Given passage
## begin
The length of the observation journal pages got thoroughly out of hand in mid-February.

Left page: Magpies and the doppler effect of lawn mowers, and how memory is stored in places.

Right page: Most ways I have of breaking things open and/or finding ideas involve knocking two stories (or other things) together until something interesting falls out. In this case, I was trying to formalise that approach. It spilled over into another double-page spread, and the conclusion that this is a process that works better in motion.

The basic idea is to mix and match two stories. There are a few ways to do this, including:
- Looking for resonances (intriguing and useful, but particularly for express reworkings of a story);
- Randomising or forcibly mismatching all the elements (interesting but hard work if I don’t want to default to a mash-up/repurposing, which isn’t my favourite thing);
- Picking one pair of elements that aren’t an obvious match, pairing them up, and then following the consequences.
The last one is my favourite, and it’s useful for drawing and choosing textures, doing close readings, and playing with stories. For instance, making Mary Bennett from Pride and Prejudice the Little Red Riding Hood of a story forces a careful consideration of her relationships to other characters — and she doesn’t have many. (I like to use a version of Little Red Riding Hood that involves her getting away from the wolf and running over a river on sheets stretched by washerwomen, but in the case of Pride & Prejudice the best thing for Mary is (explicitly) finally being away from her sisters.)
## end
Written problem 1
Count the lines in the rows below that contain the string "grass" and give only that number.
The rows below come from a different source than the journal entry above.

Data supplied
## begin
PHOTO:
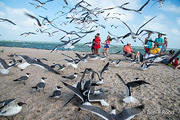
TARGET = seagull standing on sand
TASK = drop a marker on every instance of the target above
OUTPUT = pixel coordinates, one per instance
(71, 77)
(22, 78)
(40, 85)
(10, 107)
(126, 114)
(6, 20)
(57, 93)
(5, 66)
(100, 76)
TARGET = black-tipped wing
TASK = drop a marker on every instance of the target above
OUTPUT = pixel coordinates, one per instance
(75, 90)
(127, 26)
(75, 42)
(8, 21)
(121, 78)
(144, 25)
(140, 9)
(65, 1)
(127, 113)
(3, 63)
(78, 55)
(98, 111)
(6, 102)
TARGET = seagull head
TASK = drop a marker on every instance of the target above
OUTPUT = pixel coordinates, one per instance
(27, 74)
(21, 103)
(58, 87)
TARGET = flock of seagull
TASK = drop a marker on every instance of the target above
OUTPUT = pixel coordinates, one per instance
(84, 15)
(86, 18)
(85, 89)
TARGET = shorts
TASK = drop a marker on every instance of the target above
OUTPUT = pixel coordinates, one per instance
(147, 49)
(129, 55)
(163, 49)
## end
## begin
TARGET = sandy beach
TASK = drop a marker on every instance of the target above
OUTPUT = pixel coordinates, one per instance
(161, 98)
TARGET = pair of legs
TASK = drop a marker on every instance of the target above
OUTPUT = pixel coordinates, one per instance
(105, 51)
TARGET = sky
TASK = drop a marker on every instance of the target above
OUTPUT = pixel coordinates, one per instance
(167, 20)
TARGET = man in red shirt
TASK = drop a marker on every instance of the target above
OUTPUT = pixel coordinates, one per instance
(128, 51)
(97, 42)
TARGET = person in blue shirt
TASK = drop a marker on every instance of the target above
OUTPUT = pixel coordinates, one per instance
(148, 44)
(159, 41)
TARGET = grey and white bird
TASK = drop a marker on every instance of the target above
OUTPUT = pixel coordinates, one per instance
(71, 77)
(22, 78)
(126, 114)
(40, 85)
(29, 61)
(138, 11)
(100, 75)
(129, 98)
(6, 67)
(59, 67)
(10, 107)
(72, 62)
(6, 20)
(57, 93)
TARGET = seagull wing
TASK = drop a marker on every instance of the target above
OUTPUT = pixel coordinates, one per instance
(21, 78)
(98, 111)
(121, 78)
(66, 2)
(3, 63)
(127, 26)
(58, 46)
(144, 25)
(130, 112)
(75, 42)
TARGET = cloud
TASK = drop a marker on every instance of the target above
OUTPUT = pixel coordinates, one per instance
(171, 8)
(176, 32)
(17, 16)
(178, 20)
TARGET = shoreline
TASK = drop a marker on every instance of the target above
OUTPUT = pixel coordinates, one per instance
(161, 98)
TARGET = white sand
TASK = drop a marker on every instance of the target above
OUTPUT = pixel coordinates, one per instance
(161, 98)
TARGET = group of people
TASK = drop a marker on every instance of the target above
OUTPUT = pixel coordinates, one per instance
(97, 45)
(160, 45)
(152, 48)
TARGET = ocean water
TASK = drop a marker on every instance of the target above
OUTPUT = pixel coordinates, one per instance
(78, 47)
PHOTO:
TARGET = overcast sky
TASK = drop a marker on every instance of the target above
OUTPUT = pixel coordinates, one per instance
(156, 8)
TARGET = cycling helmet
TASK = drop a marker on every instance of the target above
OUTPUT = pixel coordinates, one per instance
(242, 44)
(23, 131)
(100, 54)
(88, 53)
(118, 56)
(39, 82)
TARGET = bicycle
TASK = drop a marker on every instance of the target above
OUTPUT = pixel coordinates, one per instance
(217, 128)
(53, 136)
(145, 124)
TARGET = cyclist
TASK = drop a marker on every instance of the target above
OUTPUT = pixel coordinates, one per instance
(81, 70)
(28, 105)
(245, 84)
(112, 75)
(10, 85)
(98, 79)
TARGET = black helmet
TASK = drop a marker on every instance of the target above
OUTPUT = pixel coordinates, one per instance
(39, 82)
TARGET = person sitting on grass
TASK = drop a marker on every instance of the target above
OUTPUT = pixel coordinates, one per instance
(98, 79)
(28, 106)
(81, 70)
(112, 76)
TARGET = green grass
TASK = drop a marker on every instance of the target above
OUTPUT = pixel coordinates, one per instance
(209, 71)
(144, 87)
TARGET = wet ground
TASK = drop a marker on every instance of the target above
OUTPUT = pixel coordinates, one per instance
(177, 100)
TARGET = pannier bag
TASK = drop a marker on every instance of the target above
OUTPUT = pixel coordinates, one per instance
## end
## begin
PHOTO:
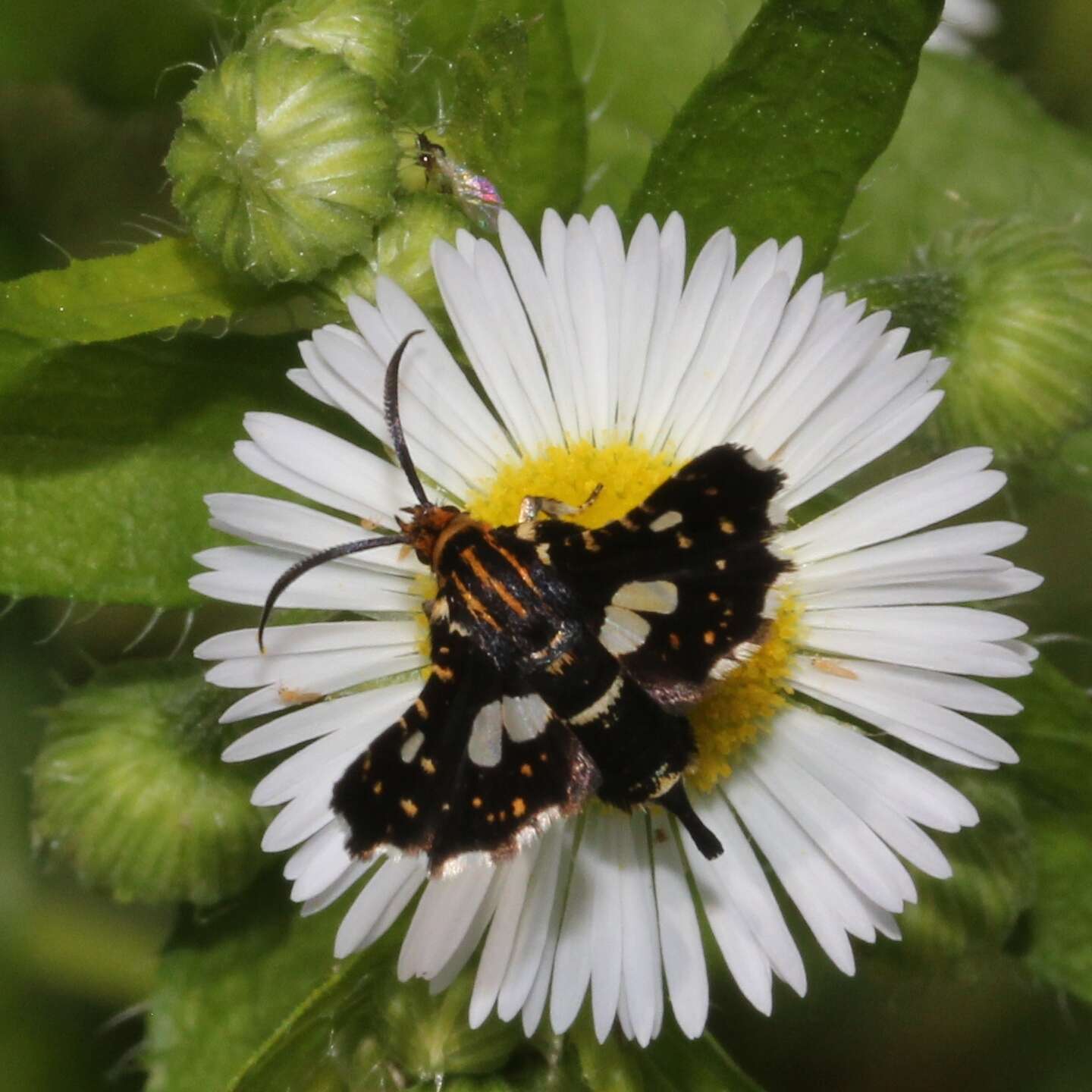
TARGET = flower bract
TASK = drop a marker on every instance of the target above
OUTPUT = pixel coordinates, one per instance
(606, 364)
## end
Written problem 2
From the journal entry above, copy the passage from "Right page: Most" up to and including "better in motion.", switching "stories" to "images".

Response 1
2

Response 2
Right page: Most ways I have of breaking things open and/or finding ideas involve knocking two images (or other things) together until something interesting falls out. In this case, I was trying to formalise that approach. It spilled over into another double-page spread, and the conclusion that this is a process that works better in motion.